■ **Given instruction 1**
Rewrite the paragraph beginning "Sea lions are faster" from the joke posts below as one shorter sentence that keeps its main facts.
■ **Given instruction 2**
In the joke posts below, what is printed on the sweatshirt?
■ **Given instruction 3**
Resume the joke posts below, starting right after the last post.

■ **Excerpt provided**
--------

I’ve been interrogating this dog for hours and he still won’t tell me who’s a good boy.

@KevinBuffalo

Me: “Can I put this sweatshirt in the dryer?”
Wife: “Well, what does it say on it?”
Me: “Buffalo Sabres.”
Wife: “You’re an idiot”

@daemonic3

DOCTOR: You should lose some weight

ME: Ok I’ll consider it

VET: Your dog should lose some weight

ME: Hey bud, you’re going on a diet!

@Halbeerz

After what happened to Lance Armstrong I’m kinda worried they are gonna come after my bowling trophies

@JamieDMJ

Sea lions are faster than humans on both land and sea, so if you face one in a triathlon, you really need to make up time on the cycling.

--------

■ **Information supplied**
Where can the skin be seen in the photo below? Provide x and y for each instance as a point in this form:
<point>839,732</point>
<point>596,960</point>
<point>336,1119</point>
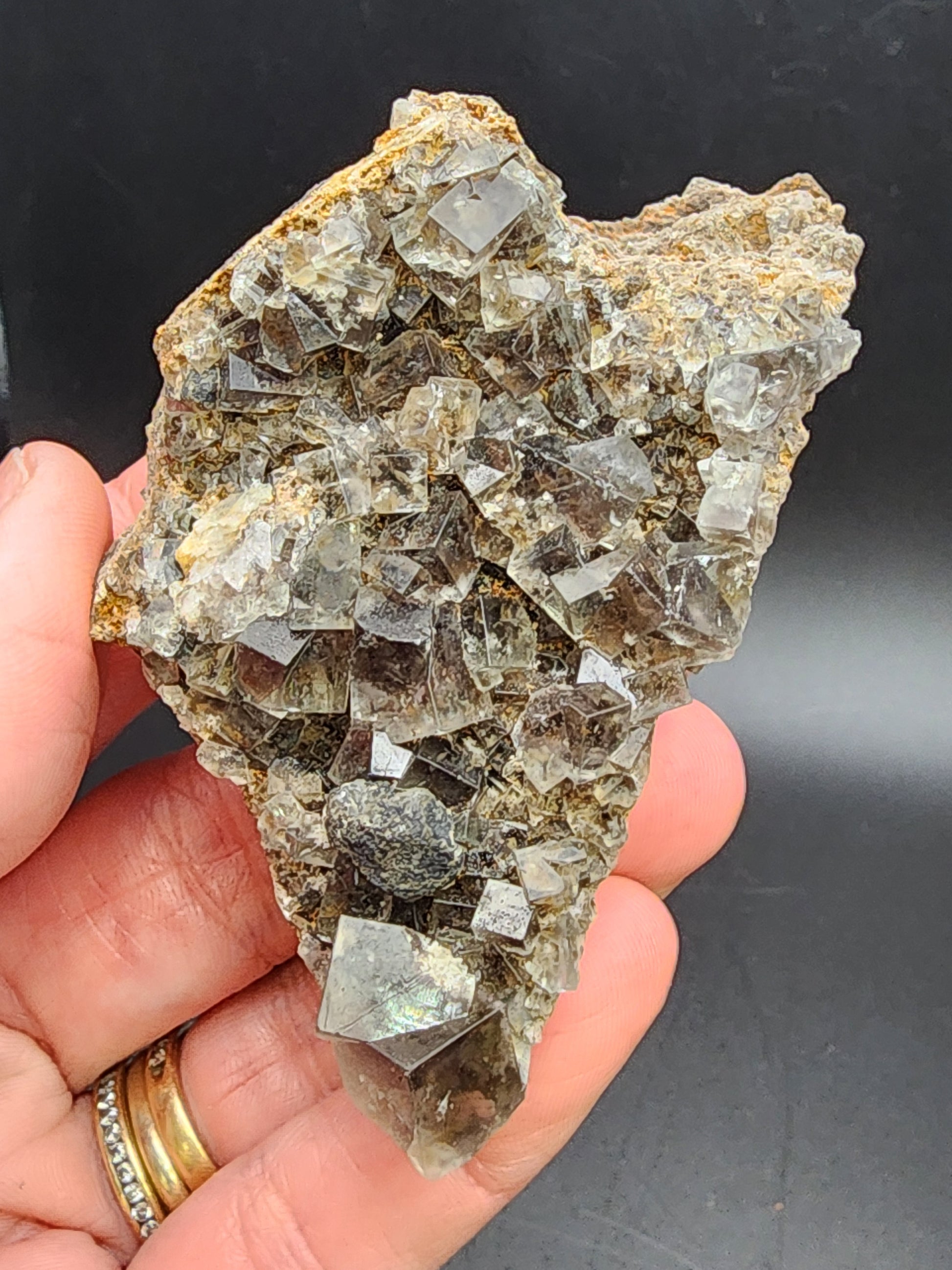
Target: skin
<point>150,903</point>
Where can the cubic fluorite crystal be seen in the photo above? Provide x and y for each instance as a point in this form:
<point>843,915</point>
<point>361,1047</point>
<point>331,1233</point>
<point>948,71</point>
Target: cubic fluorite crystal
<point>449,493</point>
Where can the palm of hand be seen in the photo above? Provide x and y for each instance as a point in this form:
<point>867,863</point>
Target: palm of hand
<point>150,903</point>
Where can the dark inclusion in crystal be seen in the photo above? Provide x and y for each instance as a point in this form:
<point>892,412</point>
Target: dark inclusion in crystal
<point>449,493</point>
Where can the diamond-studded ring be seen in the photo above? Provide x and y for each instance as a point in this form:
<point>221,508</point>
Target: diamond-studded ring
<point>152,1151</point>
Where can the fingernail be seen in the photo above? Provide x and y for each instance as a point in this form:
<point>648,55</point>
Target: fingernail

--------

■ **Written reply 1**
Because sea lions outrun humans on land and in water, you'd have to gain time on the bike to beat one in a triathlon.

■ **Written reply 2**
Buffalo Sabres.

■ **Written reply 3**
@_wendyb07

Never feel more attractive than when my picture of cornbread gets almost as many likes as my selfie. “She’s ok, but she’s no cornbread.”

@Ideal_Victoria

Friend: I’m surprised to see you eating a salad.

Me: *empties bag of chocolate chips over it*

@E_lok44

Don’t tell your friend you like her sweater unless you mean it; she might knit you one.

@badbanana

Anyone who feels bad about dumping a huge national debt on the next generation hasn’t spent a lot of time around teenagers.